*EXERCISE PROMPT*
According to the excerpt about the House vote on the 1,012-page bill, how many Democrats opposed it?

*PAGE EXTRACT*

The 1,012-page legislation passed in a 286-134 vote, with 112 Republicans and just 22 Democrats opposing the bill. All but one of the bill's Democratic opponents are members of the Congressional Progressive Caucus (CPC).
Rep. Pramila Jayapal (D-Wash.), the chair of the CPC, said in a statement after voting against the measure that she is "very concerned that this package continues funding for the Netanyahu government with no conditions, while at the same time prohibiting funding" for the United Nations Relief and Works Agency for Palestine Refugees in the Near East (UNRWA)
"For decades, UNRWA has played a unique and integral role in supporting the welfare and survival of Palestinians in several countries," said Jayapal. "Humanitarian aid in the region is already severely restricted. Implementing a prohibition on UNRWA funding is irresponsible and unacceptable. As the largest contributor of funding to Israel, we should use our funding leverage to demand that humanitarian aid enter Gaza and that we have a lasting cease-fire and a return of all hostages."

*LISTED ENTRIES*

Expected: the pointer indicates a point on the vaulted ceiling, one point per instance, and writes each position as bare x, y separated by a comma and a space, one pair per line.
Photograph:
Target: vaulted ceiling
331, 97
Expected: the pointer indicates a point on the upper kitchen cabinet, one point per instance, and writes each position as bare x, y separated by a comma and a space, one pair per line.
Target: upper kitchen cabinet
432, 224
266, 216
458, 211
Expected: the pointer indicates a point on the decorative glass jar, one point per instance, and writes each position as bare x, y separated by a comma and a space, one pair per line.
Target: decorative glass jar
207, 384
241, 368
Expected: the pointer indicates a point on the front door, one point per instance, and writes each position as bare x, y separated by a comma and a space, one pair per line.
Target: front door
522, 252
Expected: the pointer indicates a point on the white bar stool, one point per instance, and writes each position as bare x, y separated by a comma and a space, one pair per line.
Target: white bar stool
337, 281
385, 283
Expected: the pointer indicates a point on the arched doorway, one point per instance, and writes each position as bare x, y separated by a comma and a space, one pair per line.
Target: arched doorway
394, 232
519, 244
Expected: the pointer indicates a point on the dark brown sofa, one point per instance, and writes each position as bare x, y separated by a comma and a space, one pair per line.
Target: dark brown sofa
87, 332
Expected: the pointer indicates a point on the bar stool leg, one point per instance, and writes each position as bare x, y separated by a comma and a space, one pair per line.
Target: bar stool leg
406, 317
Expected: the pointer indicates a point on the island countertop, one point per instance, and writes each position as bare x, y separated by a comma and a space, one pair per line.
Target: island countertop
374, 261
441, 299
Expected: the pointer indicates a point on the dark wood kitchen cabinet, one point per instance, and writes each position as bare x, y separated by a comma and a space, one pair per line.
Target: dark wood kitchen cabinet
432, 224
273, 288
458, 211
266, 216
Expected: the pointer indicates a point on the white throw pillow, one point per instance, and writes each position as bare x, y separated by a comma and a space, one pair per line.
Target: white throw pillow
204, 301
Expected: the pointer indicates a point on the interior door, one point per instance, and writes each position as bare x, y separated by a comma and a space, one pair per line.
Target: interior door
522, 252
* * *
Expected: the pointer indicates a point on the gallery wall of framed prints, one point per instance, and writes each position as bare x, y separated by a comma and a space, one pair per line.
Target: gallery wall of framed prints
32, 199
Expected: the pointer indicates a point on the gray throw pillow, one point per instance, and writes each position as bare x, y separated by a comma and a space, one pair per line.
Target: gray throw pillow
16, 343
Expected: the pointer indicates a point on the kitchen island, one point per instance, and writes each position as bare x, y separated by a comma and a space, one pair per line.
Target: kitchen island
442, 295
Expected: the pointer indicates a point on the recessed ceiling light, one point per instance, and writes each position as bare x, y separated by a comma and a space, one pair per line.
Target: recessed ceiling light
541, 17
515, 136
--
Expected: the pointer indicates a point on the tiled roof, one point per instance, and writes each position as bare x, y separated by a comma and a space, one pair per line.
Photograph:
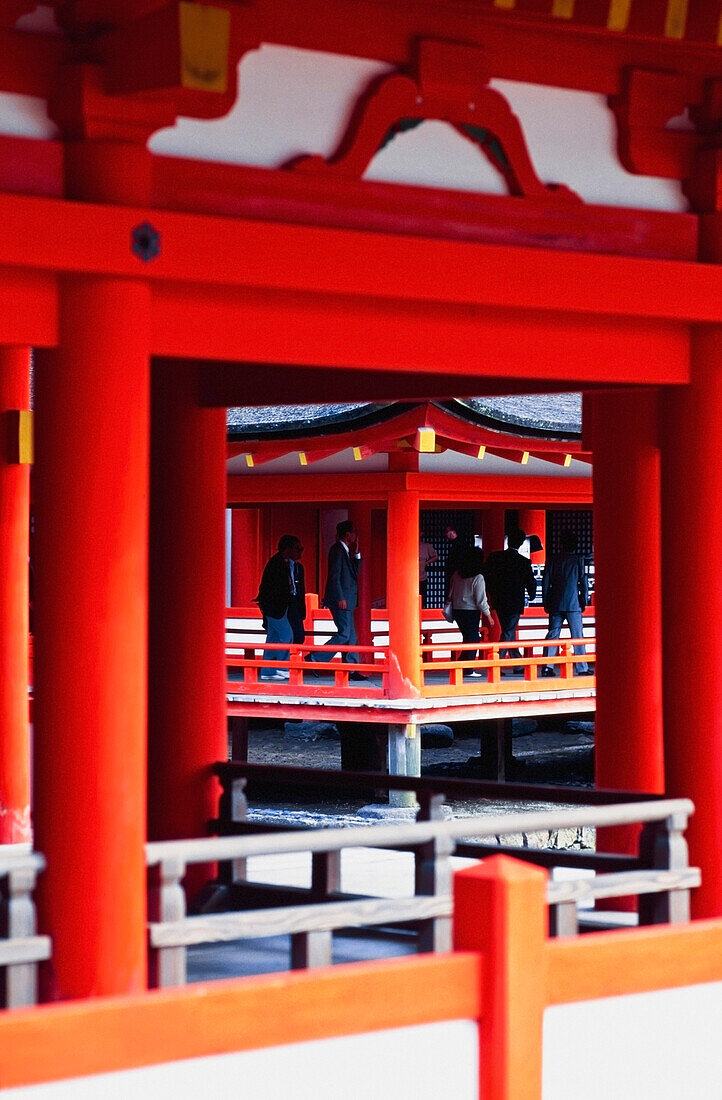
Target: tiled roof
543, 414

*THE COMPLETED TASK*
22 Democrats